Coordinate annotation records:
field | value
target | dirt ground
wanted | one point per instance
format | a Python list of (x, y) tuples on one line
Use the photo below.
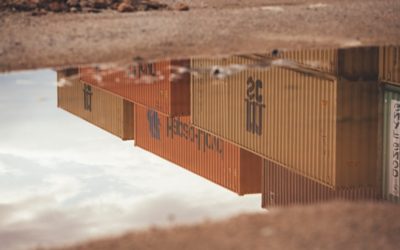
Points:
[(209, 28), (335, 225)]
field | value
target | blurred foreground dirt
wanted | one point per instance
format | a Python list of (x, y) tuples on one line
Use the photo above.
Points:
[(335, 225), (218, 27)]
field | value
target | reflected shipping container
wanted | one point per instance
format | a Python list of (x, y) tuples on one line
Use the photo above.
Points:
[(197, 151), (96, 106), (156, 85), (349, 63), (282, 187), (391, 143), (323, 129), (389, 64)]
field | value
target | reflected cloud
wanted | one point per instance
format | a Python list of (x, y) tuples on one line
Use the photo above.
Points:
[(63, 180)]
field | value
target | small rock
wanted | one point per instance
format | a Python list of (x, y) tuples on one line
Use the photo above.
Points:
[(142, 7), (73, 3), (24, 5), (86, 3), (39, 12), (73, 9), (181, 7), (90, 10), (102, 4), (57, 7), (124, 7)]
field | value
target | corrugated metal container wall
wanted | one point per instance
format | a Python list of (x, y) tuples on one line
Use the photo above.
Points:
[(155, 85), (349, 63), (197, 151), (391, 144), (389, 64), (323, 129), (98, 107), (282, 187)]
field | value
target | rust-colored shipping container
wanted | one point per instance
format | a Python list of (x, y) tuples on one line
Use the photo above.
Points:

**Task:**
Reproduce every line of the data above without any changes, and leave out the pictures.

**Answer for this exercise:**
field | value
target | dirt ground
wanted | one point per instance
format | a Python list of (x, y) tuples on one line
Use the photo below.
Points:
[(209, 28), (335, 225)]
field | value
target | blurred foreground dirt
wanted | one point per instance
format | a Python list of (x, y) tuples on one line
Use the photo above.
Points:
[(335, 225), (218, 27)]
field | value
target | reflected shipping container
wanted | one point per instance
format | a Python list of (x, y) tuples on one line
Use the photo above.
Points:
[(197, 151), (96, 106), (156, 85), (349, 63), (282, 187), (391, 143), (323, 129), (389, 64)]
field | value
target | reflected cloud
wanted | one point per instance
format | a Python list of (x, y) tuples on one line
Use the photo above.
Points:
[(63, 180)]
field | value
target | small rock
wanted | one point per instance
format | a Python list of (x, y) tuples on one line
Use the photo above.
Points:
[(142, 7), (73, 3), (24, 5), (86, 3), (39, 12), (73, 9), (181, 7), (90, 10), (102, 4), (57, 7), (124, 7)]
field | value
target | corrugated metal container wall
wanted | one point per instance
format | a Python list of (x, y) tuples on one line
Use the photo above.
Points:
[(155, 85), (349, 63), (197, 151), (391, 144), (389, 64), (323, 129), (98, 107), (282, 187)]
field | value
target | rust-colored shipping container
wanted | one point per instance
format | a Python list of (x, y) tuples on one line
Use the photo above.
Points:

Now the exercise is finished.